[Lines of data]
* * * * * * *
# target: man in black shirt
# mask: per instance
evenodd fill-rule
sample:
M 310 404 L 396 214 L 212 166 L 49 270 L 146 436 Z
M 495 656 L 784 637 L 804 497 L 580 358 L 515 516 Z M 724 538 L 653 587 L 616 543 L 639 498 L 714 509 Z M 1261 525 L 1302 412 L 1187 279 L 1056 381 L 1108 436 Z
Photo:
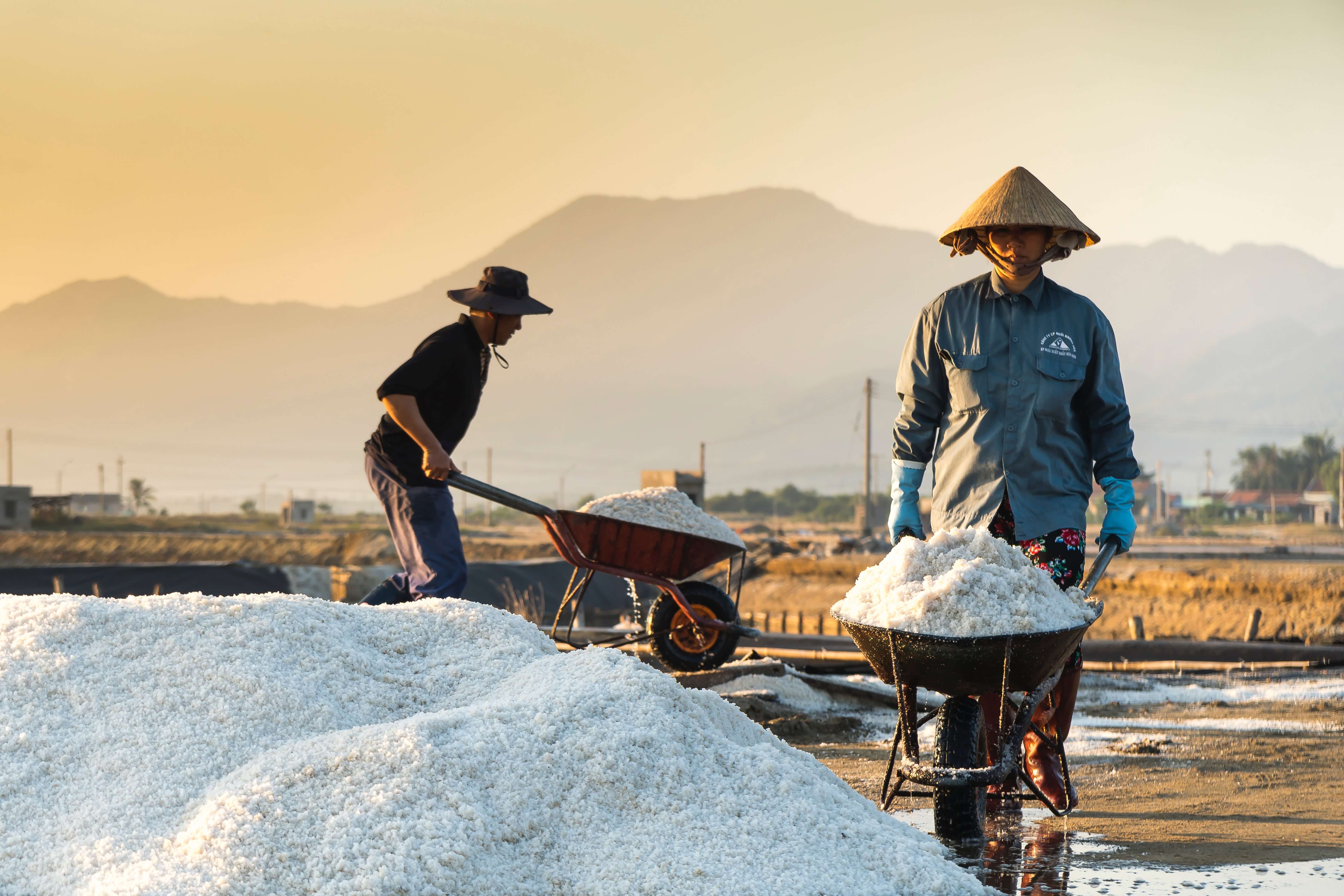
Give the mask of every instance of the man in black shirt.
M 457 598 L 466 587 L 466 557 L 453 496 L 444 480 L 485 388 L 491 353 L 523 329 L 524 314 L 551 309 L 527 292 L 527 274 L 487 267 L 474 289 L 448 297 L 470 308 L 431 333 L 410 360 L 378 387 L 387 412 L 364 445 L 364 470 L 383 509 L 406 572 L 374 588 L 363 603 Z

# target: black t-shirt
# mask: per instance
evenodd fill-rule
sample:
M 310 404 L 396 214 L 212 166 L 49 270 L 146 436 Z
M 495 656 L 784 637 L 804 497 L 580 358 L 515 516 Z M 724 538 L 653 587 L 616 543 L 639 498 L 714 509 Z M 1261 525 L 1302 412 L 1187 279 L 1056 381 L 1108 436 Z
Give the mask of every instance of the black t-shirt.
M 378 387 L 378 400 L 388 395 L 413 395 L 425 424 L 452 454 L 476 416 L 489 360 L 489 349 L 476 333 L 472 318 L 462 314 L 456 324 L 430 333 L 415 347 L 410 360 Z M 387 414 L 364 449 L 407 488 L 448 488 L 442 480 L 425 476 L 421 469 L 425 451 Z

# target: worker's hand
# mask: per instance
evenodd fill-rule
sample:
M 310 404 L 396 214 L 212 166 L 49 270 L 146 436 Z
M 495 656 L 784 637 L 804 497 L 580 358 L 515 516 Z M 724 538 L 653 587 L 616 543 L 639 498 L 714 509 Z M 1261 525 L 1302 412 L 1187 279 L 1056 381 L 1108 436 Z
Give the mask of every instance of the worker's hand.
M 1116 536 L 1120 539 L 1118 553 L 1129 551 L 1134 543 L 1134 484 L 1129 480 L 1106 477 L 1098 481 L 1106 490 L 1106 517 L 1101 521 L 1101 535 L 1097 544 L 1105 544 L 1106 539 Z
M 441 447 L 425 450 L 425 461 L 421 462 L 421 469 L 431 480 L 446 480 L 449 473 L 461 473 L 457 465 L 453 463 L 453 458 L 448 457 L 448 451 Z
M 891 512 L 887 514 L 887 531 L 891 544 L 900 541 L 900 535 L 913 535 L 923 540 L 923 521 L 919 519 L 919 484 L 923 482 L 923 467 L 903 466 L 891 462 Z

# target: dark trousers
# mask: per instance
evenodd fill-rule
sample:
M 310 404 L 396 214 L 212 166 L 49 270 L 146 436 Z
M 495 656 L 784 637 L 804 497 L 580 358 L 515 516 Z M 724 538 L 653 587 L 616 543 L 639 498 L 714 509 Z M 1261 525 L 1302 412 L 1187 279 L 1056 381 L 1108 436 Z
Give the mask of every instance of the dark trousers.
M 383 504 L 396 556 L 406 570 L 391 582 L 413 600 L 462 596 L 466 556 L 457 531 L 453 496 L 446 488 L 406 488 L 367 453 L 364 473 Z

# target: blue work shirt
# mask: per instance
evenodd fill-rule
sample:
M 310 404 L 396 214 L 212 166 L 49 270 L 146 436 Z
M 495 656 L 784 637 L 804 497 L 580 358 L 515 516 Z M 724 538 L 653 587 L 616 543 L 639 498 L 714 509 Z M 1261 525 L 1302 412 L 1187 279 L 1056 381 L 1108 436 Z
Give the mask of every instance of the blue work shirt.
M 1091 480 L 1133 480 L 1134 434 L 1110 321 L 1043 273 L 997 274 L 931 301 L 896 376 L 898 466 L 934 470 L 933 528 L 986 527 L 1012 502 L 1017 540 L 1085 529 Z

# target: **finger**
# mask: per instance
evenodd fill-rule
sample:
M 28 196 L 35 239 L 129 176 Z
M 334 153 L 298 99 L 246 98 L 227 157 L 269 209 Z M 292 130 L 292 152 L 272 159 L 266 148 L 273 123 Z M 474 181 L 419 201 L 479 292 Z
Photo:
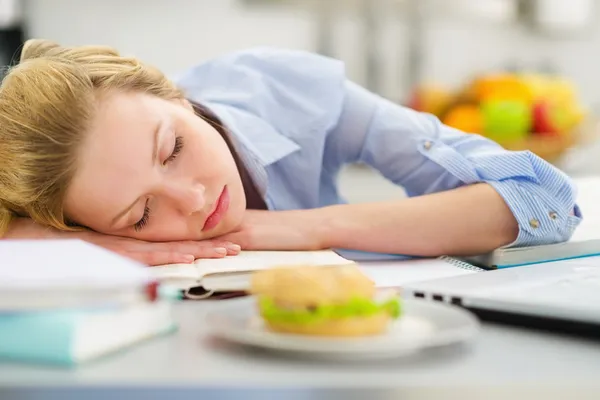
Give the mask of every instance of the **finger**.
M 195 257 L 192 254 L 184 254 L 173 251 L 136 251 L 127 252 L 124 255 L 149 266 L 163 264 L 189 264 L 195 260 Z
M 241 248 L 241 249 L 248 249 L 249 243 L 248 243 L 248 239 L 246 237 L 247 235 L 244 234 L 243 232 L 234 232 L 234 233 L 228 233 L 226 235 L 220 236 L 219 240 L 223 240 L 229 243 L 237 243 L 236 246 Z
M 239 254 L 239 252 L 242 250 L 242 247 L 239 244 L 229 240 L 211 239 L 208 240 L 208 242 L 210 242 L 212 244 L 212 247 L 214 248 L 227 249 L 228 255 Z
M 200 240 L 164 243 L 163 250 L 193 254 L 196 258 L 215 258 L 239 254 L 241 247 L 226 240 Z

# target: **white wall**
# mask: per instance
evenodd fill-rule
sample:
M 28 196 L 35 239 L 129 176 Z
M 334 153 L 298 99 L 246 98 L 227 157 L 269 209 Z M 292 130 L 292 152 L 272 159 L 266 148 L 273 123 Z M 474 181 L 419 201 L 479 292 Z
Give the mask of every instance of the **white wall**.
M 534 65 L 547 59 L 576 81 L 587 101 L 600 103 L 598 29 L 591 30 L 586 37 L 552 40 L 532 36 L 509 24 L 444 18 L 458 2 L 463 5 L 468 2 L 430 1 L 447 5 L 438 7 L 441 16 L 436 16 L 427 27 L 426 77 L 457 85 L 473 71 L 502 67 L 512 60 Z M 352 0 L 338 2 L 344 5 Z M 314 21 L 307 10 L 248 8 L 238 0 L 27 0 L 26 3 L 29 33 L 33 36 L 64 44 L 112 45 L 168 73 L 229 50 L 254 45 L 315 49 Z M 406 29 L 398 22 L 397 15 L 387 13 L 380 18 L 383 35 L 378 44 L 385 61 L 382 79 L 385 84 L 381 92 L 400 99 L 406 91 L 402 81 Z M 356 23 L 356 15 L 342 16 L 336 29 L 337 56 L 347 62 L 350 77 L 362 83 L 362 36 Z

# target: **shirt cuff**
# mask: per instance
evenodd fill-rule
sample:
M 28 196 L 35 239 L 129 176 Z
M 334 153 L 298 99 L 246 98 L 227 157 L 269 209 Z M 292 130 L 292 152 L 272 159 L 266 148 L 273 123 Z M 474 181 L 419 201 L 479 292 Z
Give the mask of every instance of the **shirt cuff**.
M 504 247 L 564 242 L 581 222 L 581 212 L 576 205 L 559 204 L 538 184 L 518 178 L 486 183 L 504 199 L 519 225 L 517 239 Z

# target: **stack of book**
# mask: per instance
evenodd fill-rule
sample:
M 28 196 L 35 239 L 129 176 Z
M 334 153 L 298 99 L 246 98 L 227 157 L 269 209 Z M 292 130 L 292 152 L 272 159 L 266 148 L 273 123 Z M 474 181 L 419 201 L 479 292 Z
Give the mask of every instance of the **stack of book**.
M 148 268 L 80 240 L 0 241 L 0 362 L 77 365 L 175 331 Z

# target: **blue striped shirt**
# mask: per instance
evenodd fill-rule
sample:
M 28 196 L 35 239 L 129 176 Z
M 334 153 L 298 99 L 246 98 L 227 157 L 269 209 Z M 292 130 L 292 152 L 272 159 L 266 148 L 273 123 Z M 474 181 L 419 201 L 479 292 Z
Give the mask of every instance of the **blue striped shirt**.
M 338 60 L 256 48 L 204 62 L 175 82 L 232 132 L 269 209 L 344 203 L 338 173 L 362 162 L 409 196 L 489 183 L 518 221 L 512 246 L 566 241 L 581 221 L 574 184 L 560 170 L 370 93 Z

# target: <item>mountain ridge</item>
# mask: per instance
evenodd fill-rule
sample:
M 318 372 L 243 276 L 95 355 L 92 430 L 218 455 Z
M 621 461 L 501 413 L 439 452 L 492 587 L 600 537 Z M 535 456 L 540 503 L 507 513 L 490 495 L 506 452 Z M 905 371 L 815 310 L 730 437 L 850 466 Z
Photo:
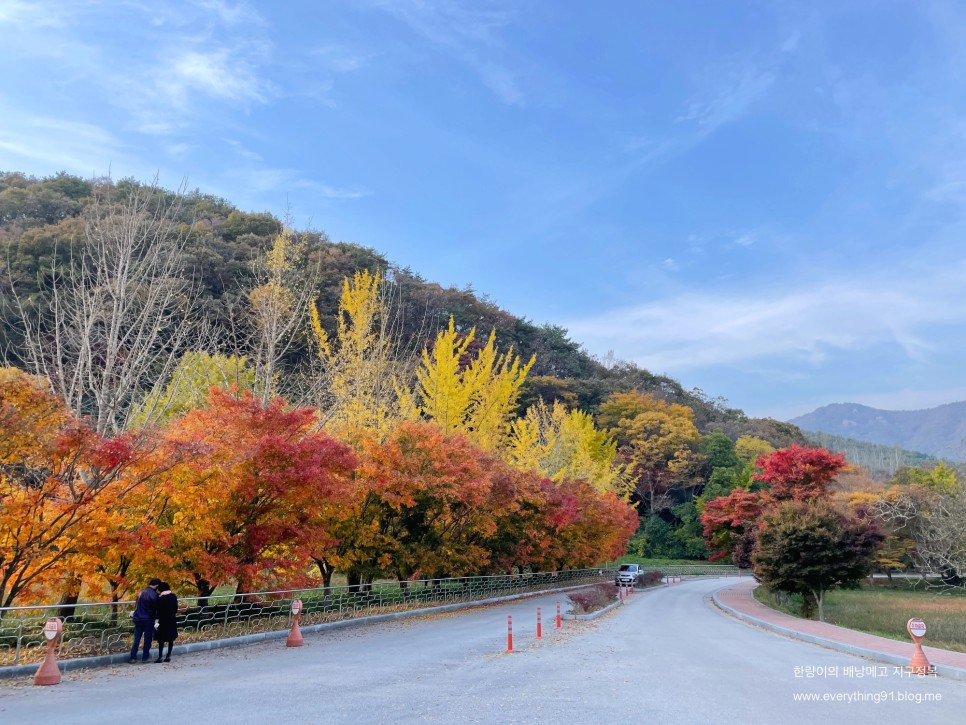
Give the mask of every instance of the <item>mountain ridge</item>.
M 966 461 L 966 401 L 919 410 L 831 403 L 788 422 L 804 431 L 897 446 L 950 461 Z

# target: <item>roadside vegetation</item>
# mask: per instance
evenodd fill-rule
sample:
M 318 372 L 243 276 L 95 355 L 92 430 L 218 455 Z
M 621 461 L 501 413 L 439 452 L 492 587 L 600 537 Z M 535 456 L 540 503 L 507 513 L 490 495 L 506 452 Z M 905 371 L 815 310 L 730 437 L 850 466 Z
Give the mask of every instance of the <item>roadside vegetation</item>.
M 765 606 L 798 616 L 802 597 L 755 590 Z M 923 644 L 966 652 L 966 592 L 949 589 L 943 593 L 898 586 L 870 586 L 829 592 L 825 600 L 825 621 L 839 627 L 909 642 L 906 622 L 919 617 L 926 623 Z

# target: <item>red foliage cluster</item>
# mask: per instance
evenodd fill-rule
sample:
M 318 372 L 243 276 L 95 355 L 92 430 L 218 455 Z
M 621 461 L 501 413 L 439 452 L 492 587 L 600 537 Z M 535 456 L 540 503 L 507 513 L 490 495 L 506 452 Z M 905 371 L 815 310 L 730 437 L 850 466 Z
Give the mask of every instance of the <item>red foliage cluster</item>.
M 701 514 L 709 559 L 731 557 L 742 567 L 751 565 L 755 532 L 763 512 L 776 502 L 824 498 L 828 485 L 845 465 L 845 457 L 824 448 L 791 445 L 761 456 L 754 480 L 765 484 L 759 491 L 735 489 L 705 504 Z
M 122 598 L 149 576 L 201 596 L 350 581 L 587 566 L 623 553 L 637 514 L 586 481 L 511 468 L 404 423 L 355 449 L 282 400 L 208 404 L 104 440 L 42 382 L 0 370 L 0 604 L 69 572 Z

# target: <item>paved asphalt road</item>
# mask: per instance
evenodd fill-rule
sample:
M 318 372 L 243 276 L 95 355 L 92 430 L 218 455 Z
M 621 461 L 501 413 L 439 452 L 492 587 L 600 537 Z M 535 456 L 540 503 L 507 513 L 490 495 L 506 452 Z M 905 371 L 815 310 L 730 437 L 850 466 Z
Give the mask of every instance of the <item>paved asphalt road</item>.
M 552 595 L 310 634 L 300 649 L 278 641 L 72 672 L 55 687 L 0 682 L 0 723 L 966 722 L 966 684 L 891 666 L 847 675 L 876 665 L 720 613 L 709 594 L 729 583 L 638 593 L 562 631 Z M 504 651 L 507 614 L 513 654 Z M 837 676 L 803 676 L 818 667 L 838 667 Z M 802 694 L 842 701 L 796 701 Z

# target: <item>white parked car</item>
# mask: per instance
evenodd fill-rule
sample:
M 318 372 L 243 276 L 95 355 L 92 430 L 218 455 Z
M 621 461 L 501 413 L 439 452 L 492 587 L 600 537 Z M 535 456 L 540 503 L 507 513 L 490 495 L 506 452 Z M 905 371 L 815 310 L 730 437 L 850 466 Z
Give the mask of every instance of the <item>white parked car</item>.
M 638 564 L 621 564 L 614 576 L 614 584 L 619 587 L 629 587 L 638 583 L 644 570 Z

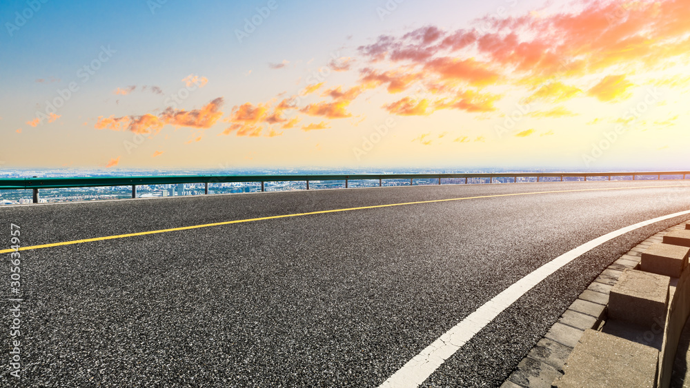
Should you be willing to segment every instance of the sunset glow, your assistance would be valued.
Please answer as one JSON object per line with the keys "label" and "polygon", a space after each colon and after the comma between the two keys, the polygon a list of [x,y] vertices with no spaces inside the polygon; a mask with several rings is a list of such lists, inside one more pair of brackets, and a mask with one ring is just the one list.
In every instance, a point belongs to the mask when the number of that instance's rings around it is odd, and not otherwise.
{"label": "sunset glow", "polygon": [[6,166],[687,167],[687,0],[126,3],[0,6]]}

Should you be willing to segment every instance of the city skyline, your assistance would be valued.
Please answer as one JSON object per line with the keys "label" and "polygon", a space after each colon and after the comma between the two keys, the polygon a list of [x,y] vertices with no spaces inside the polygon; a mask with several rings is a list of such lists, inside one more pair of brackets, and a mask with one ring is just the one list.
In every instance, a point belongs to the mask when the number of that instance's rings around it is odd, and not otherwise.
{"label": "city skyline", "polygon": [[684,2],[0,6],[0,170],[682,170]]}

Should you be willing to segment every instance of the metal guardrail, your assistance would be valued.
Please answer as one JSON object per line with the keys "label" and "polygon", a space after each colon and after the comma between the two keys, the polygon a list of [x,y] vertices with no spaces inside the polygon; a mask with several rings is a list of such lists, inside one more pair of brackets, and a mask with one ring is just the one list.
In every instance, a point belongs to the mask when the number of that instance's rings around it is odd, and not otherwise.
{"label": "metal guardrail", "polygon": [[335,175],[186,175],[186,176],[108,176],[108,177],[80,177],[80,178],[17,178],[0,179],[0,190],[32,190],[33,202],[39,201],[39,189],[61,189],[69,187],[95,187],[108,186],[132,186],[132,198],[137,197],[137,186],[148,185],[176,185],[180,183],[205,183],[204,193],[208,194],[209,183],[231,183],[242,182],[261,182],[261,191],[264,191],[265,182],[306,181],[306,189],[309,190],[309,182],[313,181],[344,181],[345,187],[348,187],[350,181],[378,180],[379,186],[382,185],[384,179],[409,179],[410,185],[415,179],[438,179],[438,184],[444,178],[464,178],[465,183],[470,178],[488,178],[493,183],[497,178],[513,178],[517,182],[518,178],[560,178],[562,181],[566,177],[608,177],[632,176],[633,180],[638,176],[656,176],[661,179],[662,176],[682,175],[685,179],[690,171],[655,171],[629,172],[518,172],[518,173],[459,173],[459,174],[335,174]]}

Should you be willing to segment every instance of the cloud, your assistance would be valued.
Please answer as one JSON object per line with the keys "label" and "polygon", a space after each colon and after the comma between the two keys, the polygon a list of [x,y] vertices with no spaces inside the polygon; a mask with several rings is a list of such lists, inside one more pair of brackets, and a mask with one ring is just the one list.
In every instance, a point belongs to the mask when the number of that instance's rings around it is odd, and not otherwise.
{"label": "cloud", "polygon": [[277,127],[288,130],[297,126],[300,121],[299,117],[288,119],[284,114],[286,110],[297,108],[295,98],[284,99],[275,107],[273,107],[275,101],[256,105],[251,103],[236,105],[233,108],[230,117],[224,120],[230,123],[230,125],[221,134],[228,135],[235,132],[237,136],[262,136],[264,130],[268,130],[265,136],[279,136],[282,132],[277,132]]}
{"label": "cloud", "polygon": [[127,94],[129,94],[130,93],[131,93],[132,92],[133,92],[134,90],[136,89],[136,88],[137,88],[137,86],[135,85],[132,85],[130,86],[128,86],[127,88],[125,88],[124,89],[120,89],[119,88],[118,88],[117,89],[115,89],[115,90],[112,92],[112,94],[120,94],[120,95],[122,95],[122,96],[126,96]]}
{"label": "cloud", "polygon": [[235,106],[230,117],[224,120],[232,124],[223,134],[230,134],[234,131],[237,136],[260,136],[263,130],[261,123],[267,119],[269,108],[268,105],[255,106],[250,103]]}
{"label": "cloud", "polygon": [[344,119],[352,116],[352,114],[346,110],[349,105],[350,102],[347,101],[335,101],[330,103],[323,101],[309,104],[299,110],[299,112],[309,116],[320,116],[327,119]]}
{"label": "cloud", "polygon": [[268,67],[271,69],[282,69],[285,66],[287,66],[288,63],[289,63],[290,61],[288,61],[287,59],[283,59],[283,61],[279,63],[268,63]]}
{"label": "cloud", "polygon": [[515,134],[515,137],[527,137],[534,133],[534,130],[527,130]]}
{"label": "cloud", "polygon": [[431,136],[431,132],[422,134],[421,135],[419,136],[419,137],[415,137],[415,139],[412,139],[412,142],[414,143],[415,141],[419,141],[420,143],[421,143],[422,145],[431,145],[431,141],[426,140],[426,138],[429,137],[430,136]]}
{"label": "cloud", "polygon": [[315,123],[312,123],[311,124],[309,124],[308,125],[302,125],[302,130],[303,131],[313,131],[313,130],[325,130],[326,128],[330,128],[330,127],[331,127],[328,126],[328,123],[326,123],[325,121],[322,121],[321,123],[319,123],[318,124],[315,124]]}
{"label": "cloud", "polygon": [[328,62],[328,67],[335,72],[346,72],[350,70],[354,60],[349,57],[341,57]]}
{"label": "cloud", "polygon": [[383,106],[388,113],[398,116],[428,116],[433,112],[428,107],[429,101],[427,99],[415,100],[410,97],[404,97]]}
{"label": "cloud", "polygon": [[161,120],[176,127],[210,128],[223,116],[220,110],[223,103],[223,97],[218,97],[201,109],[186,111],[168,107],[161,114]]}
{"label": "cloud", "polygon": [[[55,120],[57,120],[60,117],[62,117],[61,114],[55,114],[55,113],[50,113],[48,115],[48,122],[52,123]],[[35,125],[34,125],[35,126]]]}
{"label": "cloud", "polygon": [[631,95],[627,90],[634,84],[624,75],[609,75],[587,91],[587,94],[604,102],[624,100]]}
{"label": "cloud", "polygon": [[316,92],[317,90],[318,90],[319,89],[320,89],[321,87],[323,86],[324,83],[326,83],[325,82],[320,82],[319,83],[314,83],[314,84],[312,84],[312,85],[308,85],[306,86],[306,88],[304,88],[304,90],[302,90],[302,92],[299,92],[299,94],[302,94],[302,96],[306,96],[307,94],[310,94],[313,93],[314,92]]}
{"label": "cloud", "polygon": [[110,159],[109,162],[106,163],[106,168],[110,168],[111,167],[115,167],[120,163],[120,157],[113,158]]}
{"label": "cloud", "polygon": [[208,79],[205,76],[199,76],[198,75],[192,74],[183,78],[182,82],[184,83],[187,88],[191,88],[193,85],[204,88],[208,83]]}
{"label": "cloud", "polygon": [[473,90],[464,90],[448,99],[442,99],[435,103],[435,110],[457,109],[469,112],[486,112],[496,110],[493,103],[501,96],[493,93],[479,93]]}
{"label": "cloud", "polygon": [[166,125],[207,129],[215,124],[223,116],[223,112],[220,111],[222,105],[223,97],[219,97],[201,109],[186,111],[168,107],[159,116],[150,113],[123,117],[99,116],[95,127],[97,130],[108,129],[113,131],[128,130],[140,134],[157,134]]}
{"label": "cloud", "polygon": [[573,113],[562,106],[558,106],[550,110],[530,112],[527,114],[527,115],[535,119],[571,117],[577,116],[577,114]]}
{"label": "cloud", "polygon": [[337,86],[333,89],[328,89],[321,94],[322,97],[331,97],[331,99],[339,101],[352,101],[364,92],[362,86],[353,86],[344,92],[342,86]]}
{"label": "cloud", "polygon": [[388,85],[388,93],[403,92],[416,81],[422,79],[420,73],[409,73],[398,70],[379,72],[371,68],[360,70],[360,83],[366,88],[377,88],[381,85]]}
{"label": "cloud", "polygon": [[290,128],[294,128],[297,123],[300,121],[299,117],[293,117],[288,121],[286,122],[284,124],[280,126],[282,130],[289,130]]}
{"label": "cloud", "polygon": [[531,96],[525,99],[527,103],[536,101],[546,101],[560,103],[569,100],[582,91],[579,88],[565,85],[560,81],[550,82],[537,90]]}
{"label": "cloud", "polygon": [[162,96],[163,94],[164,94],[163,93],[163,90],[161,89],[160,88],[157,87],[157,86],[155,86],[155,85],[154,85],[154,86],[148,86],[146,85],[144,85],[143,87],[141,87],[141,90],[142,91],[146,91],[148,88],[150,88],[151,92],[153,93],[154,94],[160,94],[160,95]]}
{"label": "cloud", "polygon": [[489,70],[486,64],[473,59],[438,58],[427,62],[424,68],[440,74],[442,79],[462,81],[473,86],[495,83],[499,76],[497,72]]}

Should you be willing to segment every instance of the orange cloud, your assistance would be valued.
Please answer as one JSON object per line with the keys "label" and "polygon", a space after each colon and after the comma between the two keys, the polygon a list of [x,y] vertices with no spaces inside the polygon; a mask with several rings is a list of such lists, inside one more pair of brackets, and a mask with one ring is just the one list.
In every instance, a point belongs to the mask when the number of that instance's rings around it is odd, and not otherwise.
* * * * * * *
__What to produce__. Please edit the lines between the one holding "# target: **white wall**" and the one holding "Give the mask of every instance of the **white", inclusive, replacing "sample" with "reference". Return only those lines, with everything else unchanged.

__Finished exercise__.
# target: **white wall**
# mask: per instance
evenodd fill-rule
reference:
M 28 196 L 35 239 L 129 176 Z
M 334 153 L 298 99 L 246 98 L 227 157 L 269 209 Z M 292 130 L 292 152 L 272 159 L 266 148 L 273 123 Z M 474 181 L 419 201 L 479 292 Z
Give the mask of every instance of the **white wall**.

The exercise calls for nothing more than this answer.